TASK GOAL:
How many of the lines below contain the word "blue"? Reply with the number alone.

PROVIDED ENTRIES:
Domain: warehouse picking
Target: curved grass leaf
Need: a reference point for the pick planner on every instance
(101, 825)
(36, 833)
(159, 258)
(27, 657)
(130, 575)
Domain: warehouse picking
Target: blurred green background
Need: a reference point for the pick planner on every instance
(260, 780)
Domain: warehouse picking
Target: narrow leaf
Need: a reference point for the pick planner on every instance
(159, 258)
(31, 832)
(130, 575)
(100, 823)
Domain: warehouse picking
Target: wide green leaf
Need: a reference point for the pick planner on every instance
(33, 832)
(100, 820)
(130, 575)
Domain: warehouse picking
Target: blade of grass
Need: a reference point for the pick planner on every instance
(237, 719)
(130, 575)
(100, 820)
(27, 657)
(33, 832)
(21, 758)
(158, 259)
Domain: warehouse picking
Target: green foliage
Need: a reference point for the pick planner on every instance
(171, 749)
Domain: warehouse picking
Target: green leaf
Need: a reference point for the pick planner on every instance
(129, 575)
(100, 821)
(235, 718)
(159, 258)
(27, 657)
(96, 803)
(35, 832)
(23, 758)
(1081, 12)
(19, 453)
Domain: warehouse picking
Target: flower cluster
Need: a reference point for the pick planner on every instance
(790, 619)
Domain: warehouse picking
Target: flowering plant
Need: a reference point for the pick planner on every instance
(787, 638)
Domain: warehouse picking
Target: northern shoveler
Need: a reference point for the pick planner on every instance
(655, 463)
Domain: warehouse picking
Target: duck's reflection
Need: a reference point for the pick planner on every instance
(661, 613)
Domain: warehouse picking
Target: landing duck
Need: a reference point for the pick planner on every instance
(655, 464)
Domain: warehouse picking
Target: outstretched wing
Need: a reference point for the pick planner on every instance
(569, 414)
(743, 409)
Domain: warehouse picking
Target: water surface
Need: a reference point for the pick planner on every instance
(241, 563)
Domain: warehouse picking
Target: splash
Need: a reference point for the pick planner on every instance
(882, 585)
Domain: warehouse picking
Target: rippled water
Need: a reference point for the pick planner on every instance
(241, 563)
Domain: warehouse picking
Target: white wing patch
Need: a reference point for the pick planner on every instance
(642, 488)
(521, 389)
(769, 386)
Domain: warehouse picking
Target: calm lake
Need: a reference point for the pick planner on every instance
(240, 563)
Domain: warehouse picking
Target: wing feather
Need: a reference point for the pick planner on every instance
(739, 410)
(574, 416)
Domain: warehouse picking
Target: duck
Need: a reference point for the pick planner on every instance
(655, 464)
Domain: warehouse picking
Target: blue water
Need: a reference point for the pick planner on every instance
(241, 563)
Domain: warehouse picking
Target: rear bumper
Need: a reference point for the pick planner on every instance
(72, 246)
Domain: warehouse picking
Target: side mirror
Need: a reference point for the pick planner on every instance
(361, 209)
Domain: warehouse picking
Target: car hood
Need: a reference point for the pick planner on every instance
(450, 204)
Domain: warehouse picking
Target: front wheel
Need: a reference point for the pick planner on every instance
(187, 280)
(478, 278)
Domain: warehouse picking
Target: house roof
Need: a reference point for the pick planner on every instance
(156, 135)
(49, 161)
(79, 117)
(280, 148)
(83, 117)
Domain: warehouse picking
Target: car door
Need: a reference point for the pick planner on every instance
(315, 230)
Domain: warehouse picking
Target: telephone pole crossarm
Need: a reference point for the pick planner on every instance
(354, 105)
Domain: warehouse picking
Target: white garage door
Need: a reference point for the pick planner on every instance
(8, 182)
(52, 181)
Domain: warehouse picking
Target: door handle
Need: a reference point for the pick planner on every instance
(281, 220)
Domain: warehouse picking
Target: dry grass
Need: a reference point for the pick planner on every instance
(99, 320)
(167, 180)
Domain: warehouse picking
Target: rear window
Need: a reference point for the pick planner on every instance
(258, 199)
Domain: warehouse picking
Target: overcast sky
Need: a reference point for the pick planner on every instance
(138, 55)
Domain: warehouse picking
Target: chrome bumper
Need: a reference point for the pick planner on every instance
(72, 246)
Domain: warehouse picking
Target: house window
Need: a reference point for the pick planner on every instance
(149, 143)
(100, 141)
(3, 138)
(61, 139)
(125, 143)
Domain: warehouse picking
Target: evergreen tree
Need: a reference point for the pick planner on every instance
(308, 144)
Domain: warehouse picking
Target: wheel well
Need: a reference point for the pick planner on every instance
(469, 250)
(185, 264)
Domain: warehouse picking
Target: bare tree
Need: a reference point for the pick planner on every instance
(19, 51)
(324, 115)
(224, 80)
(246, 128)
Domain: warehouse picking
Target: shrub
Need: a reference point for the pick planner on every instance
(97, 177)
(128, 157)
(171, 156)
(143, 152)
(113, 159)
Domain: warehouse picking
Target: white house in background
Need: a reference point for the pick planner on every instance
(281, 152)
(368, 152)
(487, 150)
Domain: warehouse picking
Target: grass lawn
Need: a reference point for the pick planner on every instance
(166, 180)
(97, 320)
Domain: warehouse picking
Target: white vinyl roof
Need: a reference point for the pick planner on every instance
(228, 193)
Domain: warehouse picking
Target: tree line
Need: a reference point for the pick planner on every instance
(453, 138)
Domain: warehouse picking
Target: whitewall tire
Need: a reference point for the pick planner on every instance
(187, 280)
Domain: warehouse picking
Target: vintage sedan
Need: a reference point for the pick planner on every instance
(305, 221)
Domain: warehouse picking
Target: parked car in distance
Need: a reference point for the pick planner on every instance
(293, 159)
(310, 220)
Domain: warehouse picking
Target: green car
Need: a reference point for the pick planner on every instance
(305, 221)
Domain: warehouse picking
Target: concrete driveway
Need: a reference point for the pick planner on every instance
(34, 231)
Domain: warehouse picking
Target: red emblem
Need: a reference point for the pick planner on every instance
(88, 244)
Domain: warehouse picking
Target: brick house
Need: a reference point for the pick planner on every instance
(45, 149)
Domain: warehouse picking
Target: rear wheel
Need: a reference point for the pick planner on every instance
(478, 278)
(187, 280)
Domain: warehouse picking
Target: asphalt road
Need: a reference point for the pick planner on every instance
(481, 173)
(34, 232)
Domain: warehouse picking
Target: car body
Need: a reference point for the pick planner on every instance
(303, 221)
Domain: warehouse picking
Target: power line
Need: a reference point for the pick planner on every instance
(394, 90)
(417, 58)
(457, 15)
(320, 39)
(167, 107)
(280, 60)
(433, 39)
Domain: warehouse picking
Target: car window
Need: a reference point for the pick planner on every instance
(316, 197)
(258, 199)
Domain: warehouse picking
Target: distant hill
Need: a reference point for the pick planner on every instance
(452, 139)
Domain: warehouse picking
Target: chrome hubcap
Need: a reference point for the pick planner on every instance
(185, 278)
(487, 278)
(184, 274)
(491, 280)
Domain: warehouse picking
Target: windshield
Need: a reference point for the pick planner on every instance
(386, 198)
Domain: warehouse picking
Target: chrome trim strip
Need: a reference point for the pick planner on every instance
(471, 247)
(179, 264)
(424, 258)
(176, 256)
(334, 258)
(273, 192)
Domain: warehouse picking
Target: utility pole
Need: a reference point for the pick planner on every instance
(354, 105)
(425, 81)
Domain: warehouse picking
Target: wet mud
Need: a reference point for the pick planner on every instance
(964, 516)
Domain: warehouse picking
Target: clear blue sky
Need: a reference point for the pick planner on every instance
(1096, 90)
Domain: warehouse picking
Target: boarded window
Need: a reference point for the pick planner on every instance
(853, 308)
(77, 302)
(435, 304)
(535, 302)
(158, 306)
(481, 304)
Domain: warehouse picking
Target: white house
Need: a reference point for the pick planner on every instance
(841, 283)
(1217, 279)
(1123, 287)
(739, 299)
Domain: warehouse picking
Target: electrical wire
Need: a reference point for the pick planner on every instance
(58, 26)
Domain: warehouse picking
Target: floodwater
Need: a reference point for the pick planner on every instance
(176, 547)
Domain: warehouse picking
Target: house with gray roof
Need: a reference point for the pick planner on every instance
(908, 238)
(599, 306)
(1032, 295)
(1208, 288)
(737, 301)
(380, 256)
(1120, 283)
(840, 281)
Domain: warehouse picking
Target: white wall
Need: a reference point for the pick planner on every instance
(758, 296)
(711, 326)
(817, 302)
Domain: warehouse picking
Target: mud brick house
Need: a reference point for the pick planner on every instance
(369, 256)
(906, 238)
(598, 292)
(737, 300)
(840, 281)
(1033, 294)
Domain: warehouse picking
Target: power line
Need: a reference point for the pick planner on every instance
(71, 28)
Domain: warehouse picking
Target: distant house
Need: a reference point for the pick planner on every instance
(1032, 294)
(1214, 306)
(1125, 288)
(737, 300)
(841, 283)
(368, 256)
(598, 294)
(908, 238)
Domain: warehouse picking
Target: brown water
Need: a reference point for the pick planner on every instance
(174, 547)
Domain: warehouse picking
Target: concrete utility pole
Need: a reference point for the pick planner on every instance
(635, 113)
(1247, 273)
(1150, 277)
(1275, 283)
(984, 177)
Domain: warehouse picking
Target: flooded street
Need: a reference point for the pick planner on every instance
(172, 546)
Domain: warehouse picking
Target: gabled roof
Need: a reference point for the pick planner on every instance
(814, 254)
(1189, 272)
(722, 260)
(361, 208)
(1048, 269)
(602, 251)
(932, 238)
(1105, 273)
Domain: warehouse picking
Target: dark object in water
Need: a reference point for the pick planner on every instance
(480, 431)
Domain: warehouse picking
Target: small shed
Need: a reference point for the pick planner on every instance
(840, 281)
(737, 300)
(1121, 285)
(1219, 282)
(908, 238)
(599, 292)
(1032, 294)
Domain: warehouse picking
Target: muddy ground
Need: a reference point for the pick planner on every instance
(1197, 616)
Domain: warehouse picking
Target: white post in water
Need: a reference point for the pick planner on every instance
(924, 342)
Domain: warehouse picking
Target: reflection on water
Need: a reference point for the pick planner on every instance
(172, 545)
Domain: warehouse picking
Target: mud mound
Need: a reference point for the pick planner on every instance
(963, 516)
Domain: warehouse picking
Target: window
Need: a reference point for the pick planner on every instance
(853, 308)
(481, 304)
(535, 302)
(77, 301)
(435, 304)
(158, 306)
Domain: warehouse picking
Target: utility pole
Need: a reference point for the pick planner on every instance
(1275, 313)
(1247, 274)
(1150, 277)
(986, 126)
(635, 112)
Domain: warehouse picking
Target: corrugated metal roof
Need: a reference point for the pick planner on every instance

WRITTEN SOLUTION:
2